-------- DOCUMENT EXCERPT

Re: State of support for back PG branches - Mailing list pgsql-hackers

From Marc G. Fournier
Subject Re: State of support for back PG branches
Date
Msg-id 20050926225930.Q1477@ganymede.hub.org
Whole thread Raw
In response to Re: State of support for back PG branches  (Tom Lane <tgl@sss.pgh.pa.us>)
Responses Re: State of support for back PG branches
Re: State of support for back PG branches
List pgsql-hackers
On Mon, 26 Sep 2005, Tom Lane wrote:

> "Marc G. Fournier" <scrappy@postgresql.org> writes:
>> On Mon, 26 Sep 2005, Andrew Dunstan wrote:
>>> Maybe something like this would do: "We will attempt to maintain support
>>> of each major version for 3 years after its release, although this will
>>> not always be possible. After that time any major support requirement is
>>> likely to result in support being ended."
>
>> This sounds reasonable to me ... I think it is more then most software
>> projects do, isn't it?

----------------

• _TASKS FOR THIS EXERCISE_
1 - Write out the whole mailing list message about support for back PG branches, character for character.
2 - Which lines of the records contain the word "window", counting only matches with the same case? Copy each such line in full.
The records that follow are unrelated to the mailing list message above.

-------- SUPPLIED MATERIAL

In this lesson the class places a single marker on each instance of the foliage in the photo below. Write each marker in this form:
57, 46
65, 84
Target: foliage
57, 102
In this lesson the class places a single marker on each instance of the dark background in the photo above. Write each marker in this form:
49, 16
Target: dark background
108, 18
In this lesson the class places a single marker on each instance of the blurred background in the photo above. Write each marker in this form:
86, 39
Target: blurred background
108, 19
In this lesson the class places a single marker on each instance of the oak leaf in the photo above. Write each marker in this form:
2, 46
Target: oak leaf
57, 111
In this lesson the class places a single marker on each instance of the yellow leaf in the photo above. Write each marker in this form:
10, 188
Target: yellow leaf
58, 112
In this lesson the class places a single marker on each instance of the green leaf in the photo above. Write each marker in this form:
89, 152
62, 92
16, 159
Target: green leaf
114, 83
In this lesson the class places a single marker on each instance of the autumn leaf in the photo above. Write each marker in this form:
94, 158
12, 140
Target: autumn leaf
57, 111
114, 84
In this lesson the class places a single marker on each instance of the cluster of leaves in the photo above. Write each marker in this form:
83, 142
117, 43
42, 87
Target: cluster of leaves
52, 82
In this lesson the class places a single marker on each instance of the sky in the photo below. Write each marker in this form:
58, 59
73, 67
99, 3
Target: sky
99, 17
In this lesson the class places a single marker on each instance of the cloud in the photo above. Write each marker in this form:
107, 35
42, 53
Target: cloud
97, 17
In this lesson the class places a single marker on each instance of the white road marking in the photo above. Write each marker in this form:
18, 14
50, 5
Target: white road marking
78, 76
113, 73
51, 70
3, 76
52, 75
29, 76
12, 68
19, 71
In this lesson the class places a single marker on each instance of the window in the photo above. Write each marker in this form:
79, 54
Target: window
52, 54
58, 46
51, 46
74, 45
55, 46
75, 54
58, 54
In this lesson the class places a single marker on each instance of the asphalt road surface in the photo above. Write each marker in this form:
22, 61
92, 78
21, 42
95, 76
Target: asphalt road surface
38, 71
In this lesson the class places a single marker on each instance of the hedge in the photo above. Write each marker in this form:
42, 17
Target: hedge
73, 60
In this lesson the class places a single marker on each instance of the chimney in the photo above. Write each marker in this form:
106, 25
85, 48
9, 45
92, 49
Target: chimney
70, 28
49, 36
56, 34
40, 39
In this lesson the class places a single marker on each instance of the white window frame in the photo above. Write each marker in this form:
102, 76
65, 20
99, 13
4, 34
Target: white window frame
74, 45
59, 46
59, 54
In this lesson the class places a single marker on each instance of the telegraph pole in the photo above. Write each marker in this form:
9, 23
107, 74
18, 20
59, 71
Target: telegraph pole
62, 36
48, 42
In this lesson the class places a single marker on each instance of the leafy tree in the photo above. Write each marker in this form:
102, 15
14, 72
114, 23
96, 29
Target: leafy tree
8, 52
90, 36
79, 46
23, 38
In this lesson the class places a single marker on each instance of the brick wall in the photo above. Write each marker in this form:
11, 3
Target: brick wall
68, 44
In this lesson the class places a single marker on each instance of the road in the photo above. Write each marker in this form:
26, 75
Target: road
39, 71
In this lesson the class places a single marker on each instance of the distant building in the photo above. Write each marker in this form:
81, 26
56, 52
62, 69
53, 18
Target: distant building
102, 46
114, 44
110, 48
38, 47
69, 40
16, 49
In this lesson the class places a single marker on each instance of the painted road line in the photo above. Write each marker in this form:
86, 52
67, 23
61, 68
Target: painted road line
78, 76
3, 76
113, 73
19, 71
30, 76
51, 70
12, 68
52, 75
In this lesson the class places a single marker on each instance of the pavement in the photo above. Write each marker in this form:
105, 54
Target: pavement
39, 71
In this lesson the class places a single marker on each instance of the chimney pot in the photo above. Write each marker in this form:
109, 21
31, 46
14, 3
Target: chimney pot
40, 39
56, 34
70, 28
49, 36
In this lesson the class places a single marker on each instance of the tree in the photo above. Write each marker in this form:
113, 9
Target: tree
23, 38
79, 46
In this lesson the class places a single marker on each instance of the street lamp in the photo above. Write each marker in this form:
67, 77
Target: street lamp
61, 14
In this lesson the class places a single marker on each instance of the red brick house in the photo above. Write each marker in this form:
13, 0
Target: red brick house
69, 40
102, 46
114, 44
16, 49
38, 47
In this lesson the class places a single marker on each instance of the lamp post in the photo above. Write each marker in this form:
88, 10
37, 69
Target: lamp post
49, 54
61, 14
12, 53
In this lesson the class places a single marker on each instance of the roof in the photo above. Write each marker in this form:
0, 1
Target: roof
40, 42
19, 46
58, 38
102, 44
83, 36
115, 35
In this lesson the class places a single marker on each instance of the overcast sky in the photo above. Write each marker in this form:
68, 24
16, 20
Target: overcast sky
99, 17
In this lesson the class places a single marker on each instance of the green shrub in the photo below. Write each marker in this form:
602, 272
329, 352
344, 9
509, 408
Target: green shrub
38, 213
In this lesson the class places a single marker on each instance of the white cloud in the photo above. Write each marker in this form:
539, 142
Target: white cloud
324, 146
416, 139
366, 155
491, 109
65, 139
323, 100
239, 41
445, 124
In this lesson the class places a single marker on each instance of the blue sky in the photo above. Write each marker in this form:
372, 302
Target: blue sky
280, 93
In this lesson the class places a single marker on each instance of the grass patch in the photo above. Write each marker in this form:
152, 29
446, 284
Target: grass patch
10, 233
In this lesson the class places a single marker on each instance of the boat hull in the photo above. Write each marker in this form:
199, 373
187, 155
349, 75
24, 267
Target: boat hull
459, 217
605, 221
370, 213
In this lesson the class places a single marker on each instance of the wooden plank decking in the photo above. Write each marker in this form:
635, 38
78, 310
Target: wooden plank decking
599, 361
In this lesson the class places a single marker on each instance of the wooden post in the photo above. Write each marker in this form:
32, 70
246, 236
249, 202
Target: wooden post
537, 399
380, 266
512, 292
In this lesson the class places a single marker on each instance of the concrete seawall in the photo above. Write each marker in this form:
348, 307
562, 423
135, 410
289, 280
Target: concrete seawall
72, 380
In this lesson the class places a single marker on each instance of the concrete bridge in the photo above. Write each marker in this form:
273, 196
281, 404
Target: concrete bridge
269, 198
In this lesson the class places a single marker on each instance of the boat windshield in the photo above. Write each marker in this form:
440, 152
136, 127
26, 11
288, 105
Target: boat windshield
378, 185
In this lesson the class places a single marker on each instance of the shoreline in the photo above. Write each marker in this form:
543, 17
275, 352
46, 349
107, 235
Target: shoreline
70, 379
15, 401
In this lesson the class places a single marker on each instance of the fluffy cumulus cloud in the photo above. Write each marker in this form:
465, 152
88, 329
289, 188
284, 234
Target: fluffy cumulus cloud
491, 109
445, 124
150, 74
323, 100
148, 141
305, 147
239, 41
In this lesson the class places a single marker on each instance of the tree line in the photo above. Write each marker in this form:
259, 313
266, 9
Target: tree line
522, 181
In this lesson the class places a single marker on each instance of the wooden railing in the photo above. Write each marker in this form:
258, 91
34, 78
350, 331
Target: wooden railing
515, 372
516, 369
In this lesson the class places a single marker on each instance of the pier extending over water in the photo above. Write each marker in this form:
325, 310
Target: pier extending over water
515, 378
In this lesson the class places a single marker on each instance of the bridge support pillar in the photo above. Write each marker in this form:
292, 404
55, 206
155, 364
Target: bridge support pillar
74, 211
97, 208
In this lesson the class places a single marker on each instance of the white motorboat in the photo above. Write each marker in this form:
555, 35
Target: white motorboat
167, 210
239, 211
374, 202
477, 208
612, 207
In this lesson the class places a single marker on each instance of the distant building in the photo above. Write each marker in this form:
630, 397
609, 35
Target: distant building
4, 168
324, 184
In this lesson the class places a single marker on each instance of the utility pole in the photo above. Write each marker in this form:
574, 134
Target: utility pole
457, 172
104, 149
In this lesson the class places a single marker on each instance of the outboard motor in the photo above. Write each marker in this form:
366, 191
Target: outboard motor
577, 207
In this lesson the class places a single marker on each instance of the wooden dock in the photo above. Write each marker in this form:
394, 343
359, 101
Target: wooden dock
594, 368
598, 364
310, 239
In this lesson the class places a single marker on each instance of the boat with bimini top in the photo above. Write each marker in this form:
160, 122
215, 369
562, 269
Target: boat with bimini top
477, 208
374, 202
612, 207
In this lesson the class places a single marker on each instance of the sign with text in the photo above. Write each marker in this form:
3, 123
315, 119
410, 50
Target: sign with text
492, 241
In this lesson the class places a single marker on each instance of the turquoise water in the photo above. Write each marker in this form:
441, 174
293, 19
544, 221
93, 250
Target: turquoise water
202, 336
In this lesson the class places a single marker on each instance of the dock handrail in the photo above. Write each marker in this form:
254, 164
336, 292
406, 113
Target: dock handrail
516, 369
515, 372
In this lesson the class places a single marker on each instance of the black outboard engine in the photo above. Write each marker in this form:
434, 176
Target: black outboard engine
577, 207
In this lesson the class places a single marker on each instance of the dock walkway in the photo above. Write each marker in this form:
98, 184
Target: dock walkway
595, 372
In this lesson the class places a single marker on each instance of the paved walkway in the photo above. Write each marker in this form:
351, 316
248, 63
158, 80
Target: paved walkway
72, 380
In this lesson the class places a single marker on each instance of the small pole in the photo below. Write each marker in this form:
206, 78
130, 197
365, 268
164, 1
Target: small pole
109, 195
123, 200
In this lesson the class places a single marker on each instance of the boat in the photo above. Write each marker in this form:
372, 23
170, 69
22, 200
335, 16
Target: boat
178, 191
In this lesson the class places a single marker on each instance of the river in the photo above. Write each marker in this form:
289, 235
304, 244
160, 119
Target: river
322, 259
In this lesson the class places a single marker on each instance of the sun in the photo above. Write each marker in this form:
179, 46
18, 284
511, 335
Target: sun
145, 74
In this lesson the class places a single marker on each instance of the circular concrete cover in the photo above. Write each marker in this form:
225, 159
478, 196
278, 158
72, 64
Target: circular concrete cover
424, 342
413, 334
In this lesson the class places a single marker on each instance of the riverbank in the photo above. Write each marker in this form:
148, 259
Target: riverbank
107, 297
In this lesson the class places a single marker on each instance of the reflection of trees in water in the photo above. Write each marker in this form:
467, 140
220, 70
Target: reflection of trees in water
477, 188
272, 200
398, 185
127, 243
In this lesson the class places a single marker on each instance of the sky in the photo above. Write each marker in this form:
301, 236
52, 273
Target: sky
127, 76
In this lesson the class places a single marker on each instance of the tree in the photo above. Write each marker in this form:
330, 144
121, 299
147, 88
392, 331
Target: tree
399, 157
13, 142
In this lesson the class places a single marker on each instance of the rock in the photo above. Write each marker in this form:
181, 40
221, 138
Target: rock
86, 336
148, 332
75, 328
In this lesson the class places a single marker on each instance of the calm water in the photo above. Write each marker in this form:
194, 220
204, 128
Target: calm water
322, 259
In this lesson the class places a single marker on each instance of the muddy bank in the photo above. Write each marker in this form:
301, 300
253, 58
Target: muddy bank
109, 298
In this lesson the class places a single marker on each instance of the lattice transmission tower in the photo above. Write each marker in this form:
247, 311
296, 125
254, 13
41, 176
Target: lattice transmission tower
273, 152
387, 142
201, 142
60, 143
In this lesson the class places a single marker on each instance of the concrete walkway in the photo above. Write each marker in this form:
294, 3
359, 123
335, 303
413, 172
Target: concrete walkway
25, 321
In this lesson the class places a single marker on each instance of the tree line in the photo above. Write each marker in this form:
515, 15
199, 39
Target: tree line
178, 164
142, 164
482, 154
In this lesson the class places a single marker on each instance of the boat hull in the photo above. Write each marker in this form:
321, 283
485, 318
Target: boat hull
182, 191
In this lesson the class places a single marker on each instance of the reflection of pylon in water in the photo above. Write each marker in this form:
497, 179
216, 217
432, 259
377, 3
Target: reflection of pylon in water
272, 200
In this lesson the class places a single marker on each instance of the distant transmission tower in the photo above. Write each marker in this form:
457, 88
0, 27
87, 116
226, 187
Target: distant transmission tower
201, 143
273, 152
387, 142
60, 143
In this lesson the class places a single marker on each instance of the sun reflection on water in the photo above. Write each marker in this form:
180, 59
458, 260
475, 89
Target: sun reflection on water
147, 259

----------------

• _TASK SOLUTIONS_
1 -
Re: State of support for back PG branches - Mailing list pgsql-hackers

From Marc G. Fournier
Subject Re: State of support for back PG branches
Date
Msg-id 20050926225930.Q1477@ganymede.hub.org
Whole thread Raw
In response to Re: State of support for back PG branches  (Tom Lane <tgl@sss.pgh.pa.us>)
Responses Re: State of support for back PG branches
Re: State of support for back PG branches
List pgsql-hackers
On Mon, 26 Sep 2005, Tom Lane wrote:

> "Marc G. Fournier" <scrappy@postgresql.org> writes:
>> On Mon, 26 Sep 2005, Andrew Dunstan wrote:
>>> Maybe something like this would do: "We will attempt to maintain support
>>> of each major version for 3 years after its release, although this will
>>> not always be possible. After that time any major support requirement is
>>> likely to result in support being ended."
>
>> This sounds reasonable to me ... I think it is more then most software
>> projects do, isn't it?

2 -
In this lesson the class places a single marker on each instance of the window in the photo above. Write each marker in this form:
Target: window
In this lesson the class places a single marker on each instance of the white window frame in the photo above. Write each marker in this form:
Target: white window frame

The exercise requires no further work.